- **Dataset content**:
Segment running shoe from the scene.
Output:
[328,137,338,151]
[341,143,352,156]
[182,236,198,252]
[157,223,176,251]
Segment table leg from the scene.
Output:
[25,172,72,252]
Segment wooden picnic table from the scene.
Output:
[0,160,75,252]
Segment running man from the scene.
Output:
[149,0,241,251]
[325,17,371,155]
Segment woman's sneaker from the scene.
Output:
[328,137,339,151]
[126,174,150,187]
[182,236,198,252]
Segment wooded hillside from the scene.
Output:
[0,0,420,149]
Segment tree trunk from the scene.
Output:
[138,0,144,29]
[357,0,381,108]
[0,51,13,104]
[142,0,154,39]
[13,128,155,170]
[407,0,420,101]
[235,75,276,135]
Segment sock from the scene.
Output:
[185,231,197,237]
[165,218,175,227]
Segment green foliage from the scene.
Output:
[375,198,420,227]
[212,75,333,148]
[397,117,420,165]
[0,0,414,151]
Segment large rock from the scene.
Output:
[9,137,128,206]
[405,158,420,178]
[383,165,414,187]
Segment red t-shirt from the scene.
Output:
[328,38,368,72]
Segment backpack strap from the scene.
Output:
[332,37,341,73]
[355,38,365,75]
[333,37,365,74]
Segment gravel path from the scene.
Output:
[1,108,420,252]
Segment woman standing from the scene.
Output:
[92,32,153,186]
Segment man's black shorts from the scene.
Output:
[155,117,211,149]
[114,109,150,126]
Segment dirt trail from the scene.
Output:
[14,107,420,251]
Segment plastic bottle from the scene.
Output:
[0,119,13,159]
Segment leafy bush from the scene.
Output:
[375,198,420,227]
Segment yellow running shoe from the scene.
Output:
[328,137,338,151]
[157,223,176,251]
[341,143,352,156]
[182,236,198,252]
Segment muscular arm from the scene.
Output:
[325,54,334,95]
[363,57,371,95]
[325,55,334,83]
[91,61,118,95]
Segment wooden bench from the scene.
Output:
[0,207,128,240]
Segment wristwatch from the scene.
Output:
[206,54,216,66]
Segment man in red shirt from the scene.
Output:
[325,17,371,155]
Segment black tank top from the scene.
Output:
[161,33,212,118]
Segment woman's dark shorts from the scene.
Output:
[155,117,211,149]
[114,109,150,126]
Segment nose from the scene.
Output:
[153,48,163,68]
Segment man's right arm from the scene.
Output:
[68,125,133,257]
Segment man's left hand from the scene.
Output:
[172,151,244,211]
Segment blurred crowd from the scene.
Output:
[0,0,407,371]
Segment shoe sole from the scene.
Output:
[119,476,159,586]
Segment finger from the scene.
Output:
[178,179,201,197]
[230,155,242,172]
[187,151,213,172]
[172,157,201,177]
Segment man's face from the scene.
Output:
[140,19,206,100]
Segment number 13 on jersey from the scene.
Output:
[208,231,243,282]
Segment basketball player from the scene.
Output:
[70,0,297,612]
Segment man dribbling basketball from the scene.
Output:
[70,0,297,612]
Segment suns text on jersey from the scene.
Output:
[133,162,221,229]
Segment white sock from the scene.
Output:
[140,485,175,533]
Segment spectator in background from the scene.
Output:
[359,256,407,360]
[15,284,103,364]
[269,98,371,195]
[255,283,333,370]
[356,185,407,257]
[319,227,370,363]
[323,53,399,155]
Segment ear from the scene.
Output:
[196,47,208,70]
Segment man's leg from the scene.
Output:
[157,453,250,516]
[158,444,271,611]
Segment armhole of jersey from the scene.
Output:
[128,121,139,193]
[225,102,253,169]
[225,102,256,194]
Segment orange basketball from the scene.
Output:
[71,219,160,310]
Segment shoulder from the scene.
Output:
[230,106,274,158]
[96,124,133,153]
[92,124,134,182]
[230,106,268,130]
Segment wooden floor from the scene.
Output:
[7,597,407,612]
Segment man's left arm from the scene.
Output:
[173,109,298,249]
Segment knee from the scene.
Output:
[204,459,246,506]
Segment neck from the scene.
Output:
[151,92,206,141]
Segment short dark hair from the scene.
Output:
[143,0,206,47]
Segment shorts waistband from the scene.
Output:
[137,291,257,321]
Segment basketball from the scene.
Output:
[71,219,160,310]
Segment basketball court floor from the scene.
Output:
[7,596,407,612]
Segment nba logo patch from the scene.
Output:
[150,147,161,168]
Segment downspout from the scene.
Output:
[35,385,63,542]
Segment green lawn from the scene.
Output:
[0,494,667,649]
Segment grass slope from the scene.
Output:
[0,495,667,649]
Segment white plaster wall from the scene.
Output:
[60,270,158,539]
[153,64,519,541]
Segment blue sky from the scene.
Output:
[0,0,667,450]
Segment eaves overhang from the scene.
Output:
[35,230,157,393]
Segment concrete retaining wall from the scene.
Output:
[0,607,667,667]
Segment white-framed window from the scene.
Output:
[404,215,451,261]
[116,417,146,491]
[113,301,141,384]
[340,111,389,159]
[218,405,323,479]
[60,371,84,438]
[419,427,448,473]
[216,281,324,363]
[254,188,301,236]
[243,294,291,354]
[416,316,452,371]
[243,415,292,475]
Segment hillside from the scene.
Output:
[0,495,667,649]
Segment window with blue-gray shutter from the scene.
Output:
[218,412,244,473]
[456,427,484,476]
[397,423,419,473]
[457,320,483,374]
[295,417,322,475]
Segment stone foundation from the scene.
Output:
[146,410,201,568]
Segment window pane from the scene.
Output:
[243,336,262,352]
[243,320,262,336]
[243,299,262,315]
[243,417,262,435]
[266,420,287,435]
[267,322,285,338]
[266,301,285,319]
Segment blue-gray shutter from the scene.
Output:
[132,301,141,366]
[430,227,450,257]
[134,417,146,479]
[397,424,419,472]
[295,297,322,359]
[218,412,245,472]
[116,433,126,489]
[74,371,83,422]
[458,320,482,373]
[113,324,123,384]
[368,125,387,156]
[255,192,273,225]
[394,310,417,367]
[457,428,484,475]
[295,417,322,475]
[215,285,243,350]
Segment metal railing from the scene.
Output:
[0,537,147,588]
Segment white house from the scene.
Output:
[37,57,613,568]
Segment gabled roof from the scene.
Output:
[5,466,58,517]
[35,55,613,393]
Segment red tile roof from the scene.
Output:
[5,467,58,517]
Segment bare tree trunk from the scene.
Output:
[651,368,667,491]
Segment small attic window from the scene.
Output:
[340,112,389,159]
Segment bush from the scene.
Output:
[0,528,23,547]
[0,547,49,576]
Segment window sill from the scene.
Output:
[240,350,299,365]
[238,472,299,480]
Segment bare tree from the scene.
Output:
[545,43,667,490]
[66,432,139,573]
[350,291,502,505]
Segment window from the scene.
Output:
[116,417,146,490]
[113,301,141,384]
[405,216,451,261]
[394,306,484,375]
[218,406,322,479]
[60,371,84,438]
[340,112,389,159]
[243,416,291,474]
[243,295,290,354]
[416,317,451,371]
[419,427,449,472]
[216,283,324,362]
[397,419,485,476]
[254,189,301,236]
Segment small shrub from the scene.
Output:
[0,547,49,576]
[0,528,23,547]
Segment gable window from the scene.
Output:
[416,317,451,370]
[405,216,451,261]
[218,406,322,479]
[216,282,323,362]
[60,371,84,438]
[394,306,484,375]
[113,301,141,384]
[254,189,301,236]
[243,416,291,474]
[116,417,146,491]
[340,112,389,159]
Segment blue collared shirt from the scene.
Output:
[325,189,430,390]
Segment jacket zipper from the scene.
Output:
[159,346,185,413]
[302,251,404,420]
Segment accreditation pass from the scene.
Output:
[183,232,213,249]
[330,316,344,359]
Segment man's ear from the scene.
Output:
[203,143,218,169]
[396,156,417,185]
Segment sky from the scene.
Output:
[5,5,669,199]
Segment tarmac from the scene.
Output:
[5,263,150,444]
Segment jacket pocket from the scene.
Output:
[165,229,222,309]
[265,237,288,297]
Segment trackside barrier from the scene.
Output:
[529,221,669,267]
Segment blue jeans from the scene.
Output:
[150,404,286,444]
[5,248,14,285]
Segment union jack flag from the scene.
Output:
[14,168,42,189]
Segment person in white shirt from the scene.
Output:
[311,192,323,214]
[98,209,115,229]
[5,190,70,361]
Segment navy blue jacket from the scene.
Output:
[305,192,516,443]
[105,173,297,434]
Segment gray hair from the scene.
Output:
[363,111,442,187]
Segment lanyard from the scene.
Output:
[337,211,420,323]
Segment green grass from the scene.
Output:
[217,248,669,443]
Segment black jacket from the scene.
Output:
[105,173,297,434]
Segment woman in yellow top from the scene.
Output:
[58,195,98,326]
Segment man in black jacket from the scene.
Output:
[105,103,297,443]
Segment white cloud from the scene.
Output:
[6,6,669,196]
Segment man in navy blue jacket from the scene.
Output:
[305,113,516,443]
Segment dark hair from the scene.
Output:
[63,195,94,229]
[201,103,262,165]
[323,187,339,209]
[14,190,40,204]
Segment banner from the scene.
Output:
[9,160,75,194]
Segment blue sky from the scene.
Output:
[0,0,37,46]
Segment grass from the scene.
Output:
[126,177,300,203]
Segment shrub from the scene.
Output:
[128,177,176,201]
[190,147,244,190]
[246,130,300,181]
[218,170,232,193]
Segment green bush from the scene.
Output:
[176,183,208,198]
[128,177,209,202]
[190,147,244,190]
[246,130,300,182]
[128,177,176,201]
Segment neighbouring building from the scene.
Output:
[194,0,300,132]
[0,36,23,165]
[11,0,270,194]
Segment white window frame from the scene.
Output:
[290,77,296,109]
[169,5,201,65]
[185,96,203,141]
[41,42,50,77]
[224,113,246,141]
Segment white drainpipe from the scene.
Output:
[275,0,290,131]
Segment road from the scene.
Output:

- **Written exercise**:
Copy out everything from the line containing "Segment jacket zipper from the scene." down to the line containing "[265,237,288,297]", both included, reproducing each line without any change.

- **Answer for this exercise**:
Segment jacket zipper from the scene.
Output:
[159,346,185,413]
[302,251,404,420]
Segment accreditation pass from the scene.
Output:
[183,232,213,249]
[330,316,344,359]
Segment man's ear from the scene.
Output:
[203,143,218,169]
[396,156,417,185]
Segment sky from the scene.
Output:
[5,5,669,199]
Segment tarmac from the scene.
Output:
[5,263,150,444]
Segment jacket pocket from the scene.
Output:
[165,229,222,309]
[265,237,288,297]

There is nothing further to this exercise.